### PROMPT
State how many lines in the entries below contain the string "right". Only matches with the same capitalization count, and your reply should be the number alone.

### DATA LINES
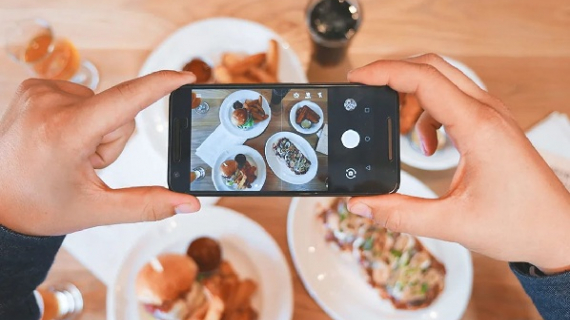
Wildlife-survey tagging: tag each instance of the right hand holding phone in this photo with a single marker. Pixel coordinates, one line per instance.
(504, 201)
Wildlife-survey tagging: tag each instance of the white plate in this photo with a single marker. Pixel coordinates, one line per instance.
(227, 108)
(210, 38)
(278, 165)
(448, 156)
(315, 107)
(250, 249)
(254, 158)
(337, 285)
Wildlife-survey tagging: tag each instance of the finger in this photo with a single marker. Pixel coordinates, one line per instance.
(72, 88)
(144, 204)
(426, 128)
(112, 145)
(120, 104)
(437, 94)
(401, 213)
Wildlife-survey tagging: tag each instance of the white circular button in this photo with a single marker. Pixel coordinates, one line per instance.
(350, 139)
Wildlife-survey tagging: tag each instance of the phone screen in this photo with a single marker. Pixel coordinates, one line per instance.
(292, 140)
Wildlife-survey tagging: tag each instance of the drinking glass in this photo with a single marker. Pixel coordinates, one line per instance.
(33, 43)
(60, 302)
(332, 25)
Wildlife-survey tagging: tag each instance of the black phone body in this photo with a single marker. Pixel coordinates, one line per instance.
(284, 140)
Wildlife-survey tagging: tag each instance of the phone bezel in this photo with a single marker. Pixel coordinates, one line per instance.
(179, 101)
--
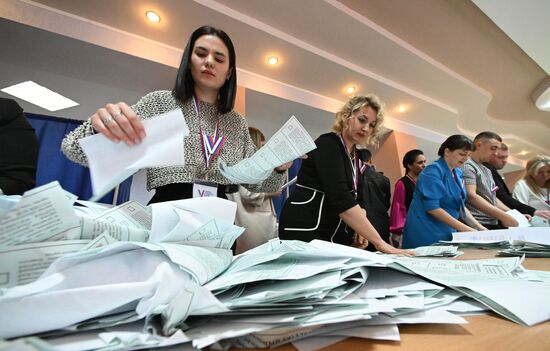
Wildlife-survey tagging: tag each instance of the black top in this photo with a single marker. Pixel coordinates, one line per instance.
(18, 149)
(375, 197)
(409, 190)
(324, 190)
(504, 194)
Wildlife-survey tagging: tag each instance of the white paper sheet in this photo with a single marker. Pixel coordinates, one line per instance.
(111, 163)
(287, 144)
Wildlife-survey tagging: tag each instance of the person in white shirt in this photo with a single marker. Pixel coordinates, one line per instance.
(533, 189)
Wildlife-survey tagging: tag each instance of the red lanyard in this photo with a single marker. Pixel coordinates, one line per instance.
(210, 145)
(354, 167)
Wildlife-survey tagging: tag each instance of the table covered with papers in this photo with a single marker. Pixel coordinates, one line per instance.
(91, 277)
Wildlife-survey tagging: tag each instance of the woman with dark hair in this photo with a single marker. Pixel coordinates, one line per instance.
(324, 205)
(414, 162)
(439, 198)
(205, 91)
...
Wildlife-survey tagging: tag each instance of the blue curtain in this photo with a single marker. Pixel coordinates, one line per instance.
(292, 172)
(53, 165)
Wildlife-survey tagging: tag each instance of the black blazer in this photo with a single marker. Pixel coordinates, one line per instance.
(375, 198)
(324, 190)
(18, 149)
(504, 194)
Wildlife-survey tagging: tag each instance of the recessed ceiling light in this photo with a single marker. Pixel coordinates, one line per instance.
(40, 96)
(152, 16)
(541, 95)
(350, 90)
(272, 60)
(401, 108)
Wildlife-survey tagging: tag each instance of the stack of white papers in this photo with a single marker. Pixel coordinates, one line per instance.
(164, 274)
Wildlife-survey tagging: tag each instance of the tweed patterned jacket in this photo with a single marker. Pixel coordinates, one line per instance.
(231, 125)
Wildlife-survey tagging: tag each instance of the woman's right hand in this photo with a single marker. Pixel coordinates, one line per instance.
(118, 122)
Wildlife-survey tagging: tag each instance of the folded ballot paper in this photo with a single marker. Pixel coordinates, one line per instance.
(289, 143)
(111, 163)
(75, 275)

### EXERCISE ANSWER
2